▸ **Exercise passage**
_____
As Jian Ghomeshi tweeted: "It's both interesting and disturbing that CNN keeps feeling the need to point out that Sikhs are not Muslims."

Even some Sikh commentators found a need to make it clear that that they are peaceful people, which had a disturbing undertone of differentiating themselves from the bad, warring Muslims.

This is a good learning moment for the American people of all religions, and especially for the American media. Yes, Sikhs are not Muslims and Sikhs are not Hindus, but jumping to clarify difference leaves the unfortunate, if unintentional, perception that there is something wrong with those "others."

I am reminded of the run up to the election four years ago when the Obama campaign kept on emphasizing that the candidate was not a Muslim. Only Colin Powell had the guts to stand up and say the obvious: The fact that Obama isn't a Muslim should not be the focus of the campaign, rather we should all remind ourselves that it shouldn't matter if Obama were a Muslim.
_____
(Dataset items)
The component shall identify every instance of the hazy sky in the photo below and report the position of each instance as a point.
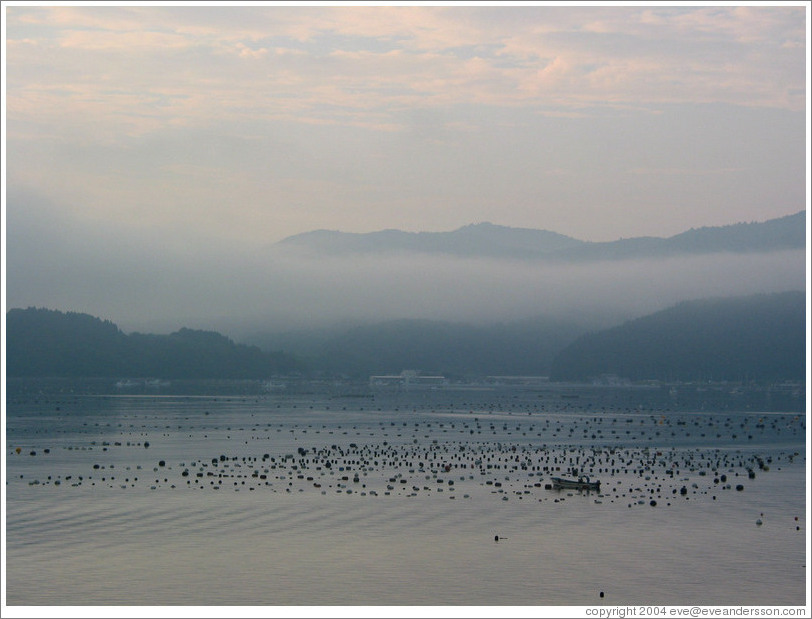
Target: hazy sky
(191, 133)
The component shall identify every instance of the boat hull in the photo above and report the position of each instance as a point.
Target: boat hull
(572, 484)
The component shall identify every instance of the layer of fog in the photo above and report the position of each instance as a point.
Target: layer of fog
(145, 282)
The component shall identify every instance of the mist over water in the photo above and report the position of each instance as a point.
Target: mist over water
(151, 282)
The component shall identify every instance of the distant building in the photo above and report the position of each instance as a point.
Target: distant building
(408, 379)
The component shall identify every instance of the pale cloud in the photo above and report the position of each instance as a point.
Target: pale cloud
(408, 56)
(263, 121)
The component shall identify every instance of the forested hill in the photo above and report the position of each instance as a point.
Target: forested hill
(42, 342)
(761, 337)
(486, 240)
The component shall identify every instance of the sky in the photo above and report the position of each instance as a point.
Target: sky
(154, 148)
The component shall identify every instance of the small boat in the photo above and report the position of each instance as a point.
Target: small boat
(582, 483)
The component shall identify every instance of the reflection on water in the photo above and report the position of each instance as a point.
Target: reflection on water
(396, 499)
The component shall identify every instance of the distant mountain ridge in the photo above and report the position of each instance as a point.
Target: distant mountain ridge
(754, 338)
(50, 343)
(488, 240)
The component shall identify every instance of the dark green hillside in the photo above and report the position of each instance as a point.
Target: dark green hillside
(43, 342)
(756, 338)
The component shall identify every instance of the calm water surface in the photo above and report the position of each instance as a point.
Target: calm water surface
(396, 499)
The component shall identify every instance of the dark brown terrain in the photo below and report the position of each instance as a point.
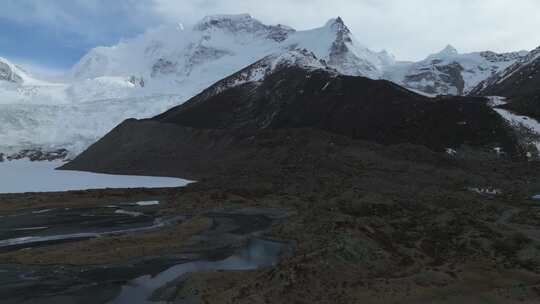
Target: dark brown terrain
(358, 182)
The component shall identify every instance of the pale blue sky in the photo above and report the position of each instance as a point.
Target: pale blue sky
(51, 35)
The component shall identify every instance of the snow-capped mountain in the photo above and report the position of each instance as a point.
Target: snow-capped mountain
(171, 58)
(449, 72)
(160, 69)
(164, 67)
(522, 78)
(10, 72)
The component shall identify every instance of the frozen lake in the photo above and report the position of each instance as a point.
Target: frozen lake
(25, 176)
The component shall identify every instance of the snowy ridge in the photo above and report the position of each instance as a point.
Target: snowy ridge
(449, 72)
(525, 67)
(164, 67)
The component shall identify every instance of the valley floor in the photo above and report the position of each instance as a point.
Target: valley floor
(366, 224)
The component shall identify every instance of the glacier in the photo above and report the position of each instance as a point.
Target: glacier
(165, 66)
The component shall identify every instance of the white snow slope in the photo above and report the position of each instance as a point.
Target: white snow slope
(449, 72)
(144, 76)
(160, 69)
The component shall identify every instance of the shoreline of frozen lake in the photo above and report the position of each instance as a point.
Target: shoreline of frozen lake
(23, 176)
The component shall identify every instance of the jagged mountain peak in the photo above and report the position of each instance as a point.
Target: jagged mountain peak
(338, 25)
(242, 23)
(448, 51)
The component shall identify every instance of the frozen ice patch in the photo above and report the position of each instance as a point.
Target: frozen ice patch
(25, 176)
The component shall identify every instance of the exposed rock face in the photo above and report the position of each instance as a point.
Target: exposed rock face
(219, 128)
(39, 155)
(244, 24)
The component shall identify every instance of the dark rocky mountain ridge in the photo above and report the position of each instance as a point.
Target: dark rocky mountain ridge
(230, 127)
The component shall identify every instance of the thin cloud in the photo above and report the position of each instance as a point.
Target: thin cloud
(409, 29)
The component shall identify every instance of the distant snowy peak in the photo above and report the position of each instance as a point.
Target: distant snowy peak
(449, 72)
(11, 73)
(521, 78)
(447, 52)
(243, 24)
(221, 45)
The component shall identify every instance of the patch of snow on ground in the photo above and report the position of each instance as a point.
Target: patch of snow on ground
(25, 176)
(147, 203)
(495, 101)
(519, 120)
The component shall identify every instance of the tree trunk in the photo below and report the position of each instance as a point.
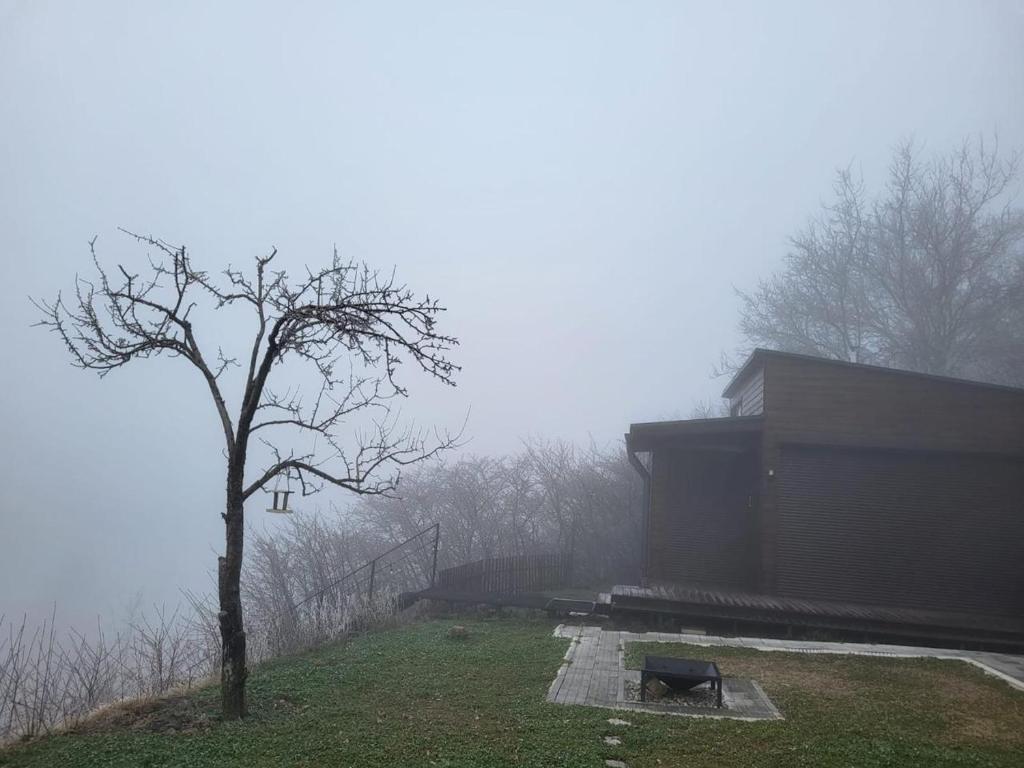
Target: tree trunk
_____
▸ **Work instruction**
According to the commentary on media coverage of Sikhs, who said that it shouldn't matter if Obama were a Muslim? The dataset rows are separate material and have no connection to the commentary.

▸ **Exercise response**
Colin Powell